Murmures, Yves Rousseau
Abalone Productions
À notre époque où tout va si vite, disons où tout allait si vite il y a peu encore, avec le coup de frein de la pandémie qui suspend le temps psychique sinon physique, un disque d’un ou deux ans en arrière pourrait sembler très loin dans le passé si, heureusement, la musique, la poésie ne passent pas quand elles sont bonnes, belles. Je dirai donc que le beau, comme l’amour, n’a pas d’âge : il est toujours naissant. Ainsi, toujours d’actualité. Comme ce CD.
Je trainais ce disque comme un remords lointain, attendant un loisir plus grand, un moment meilleur pour en parler comme il le mérite, comme ces lettres, au temps encore de l’écriture à la main, dont on différait de plus à plus la réponse dans l’attente d’une disponibilité plus grande qui finissait par se réduire puis dissoudre dans le temps et le silence. Et se perdre dans l’amoncellement de disques, livres que je reçois et auxquels, je ne peux, malgré toute mon envie, et à mon grand regret, toujours matériellement donner l’écho qu’ils méritent, car j’ai aussi mes ouvrages, mes œuvres, mes livres, à faire, finir, fignoler, trop sacrifiés au profit des autres. J’avouerai aussi que sa matière, musique et poésie, si chères à mon cœur, si harmonieusement et originalement unies, me paralysait un peu par la manière de l’aborder en un temps si court d’émission, comment en faire un commen/taire qui devrait être comment taire, comment se taire pour le laisser parler ? Puis, le réécoutant avec le même plaisir hier qu’autrefois, j’ai trouvé qu’il était trop égoïste de ne pas le partager avec autrui, au risque de ne pas trop savoir comment prendre et découper des plages très longues où la musique sonne, la voix résonne bien après, dans le silence autour d’elle, où sublimée par des sonorités étranges qui en subliment la singularité.
Yves Rousseau, contrebassiste et compositeur, avait mis en musique Poète, vos papiers ! de Léo Ferré, de la prose lumineuse en ses noirceurs de Sade et Nietzsche cher à mon premier doctorat, dont l’écriture aphoristique et musicale est si proche de la poésie. Ce disque, Murmures, prend sa source dans des poèmes de François Cheng. Et c’était sans doute aussi une raison, sinon de ma paralysie, de ma longue attente à en parler. Né en Chine, ce plasticien, essayiste, écrivain, membre de l’Académie française est le poète dont l’un des recueils, Enfin le royaume, est de mes livres de chevet que je feuillète de temps en temps avant le sommeil pour y lire au hasard, un de ses quatrains. Par ailleurs, aux éditions du Seuil, nous avons le même sympathique éditeur, Jean-Louis Giribone, avec lequel, j’ai parlé il y a trois du poète essayiste qu’il apprécie beaucoup. Mais comment résister à la beauté de ces poèmes dont les strophes sont souvent aphoristiques? Telle, celle-ci :
Du pied à la pierre,
il n'y a qu'un pas
mais que d'abîmes à franchir.

____

TÂCHES À RÉALISER:
1. Quelles personnes la critique nomme-t-elle ? Donnez-en la liste complète.
2. Recopiez le passage de la critique qui va de « Murmures, Yves Rousseau » à « Comme ce CD. », en remplaçant « pandémie » par « crise sanitaire ».

EXTRAITS DES DONNÉES:
____

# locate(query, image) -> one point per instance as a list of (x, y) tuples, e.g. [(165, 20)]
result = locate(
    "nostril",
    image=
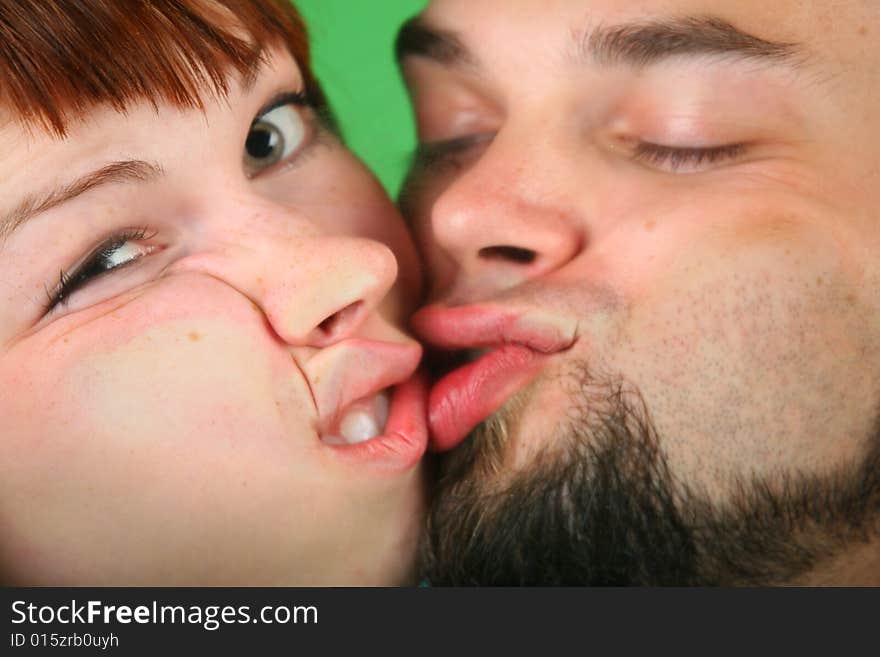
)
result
[(339, 321), (511, 253)]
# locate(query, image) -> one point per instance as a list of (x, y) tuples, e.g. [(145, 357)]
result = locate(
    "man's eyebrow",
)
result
[(125, 171), (638, 44), (418, 39), (647, 43)]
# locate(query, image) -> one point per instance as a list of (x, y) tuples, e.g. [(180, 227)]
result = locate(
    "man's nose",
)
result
[(504, 221)]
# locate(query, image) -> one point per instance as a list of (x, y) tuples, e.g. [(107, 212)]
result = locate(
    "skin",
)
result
[(737, 296), (161, 429)]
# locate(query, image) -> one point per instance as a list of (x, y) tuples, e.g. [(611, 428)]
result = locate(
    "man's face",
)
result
[(193, 337), (681, 197)]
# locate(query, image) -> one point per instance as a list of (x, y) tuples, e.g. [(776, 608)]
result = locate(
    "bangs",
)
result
[(61, 58)]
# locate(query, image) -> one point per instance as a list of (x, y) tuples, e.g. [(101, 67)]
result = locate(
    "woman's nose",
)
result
[(315, 290), (325, 294)]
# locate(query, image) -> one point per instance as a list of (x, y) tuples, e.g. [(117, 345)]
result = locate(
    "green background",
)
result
[(352, 45)]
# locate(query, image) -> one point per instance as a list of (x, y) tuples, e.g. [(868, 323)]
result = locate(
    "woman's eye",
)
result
[(117, 252), (686, 159), (274, 137)]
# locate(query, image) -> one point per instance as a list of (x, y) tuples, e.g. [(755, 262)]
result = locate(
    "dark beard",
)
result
[(601, 508)]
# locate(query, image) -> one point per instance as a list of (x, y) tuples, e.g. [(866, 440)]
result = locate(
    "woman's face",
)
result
[(197, 324)]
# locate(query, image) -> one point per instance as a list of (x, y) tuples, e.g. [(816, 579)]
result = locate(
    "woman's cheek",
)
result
[(167, 370)]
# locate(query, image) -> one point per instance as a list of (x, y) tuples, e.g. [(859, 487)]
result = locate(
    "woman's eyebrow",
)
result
[(126, 171)]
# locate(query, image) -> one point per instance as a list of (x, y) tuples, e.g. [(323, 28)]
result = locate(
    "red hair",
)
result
[(61, 58)]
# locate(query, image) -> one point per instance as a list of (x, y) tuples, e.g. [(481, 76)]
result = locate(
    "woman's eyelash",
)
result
[(675, 158), (93, 265)]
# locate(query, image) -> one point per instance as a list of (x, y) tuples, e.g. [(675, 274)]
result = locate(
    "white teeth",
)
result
[(358, 426), (364, 420)]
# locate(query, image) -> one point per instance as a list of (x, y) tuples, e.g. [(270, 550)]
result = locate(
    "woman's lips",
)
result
[(519, 344), (405, 438), (371, 403)]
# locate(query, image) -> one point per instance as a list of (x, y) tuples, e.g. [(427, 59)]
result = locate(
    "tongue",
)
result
[(464, 398)]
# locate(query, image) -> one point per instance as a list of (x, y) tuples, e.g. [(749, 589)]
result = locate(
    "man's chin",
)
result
[(592, 501)]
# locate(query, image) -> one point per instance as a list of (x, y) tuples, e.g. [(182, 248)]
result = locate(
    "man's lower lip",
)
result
[(405, 437), (465, 397)]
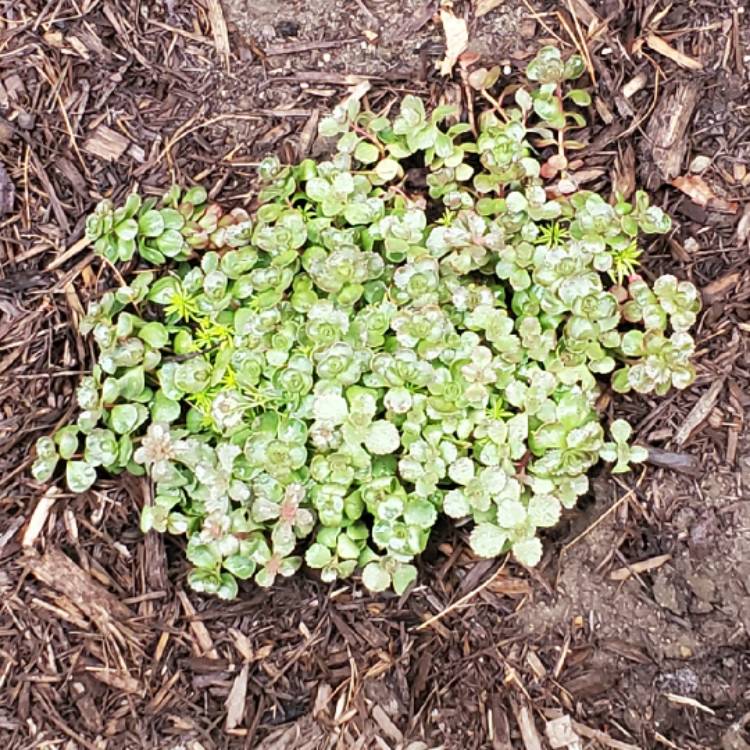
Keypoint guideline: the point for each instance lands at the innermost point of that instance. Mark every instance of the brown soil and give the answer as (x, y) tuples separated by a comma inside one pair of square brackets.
[(656, 656)]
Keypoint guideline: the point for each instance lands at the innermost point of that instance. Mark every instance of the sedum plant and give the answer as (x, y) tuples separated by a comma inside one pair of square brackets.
[(318, 382)]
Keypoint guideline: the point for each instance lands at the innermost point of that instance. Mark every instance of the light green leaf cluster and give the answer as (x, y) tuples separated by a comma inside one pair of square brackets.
[(320, 381)]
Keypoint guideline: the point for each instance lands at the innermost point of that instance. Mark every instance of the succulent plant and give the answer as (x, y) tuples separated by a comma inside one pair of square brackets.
[(321, 380)]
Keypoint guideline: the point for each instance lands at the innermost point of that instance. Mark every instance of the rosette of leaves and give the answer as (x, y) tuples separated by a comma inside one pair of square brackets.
[(318, 382)]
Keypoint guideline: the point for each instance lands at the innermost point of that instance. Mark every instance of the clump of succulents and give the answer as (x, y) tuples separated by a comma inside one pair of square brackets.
[(318, 382)]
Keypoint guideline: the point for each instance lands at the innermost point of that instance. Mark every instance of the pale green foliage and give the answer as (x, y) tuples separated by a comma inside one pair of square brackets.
[(321, 380)]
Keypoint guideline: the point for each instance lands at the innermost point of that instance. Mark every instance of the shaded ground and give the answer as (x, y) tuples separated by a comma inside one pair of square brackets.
[(657, 657)]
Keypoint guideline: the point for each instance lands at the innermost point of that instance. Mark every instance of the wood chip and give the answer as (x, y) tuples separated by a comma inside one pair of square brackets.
[(456, 40), (743, 227), (218, 28), (622, 574), (623, 173), (666, 132), (322, 699), (39, 517), (603, 738), (634, 85), (718, 288), (585, 13), (699, 412), (561, 734), (204, 645), (115, 679), (486, 6), (702, 194), (526, 724), (107, 144), (7, 191), (664, 48), (536, 665), (236, 700), (58, 571), (385, 723), (685, 701)]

____

RÉPONSES PAR TÂCHE:
1. Yves Rousseau, Léo Ferré, Sade, Nietzsche, François Cheng, Jean-Louis Giribone

2.
Murmures, Yves Rousseau
Abalone Productions
À notre époque où tout va si vite, disons où tout allait si vite il y a peu encore, avec le coup de frein de la crise sanitaire qui suspend le temps psychique sinon physique, un disque d’un ou deux ans en arrière pourrait sembler très loin dans le passé si, heureusement, la musique, la poésie ne passent pas quand elles sont bonnes, belles. Je dirai donc que le beau, comme l’amour, n’a pas d’âge : il est toujours naissant. Ainsi, toujours d’actualité. Comme ce CD.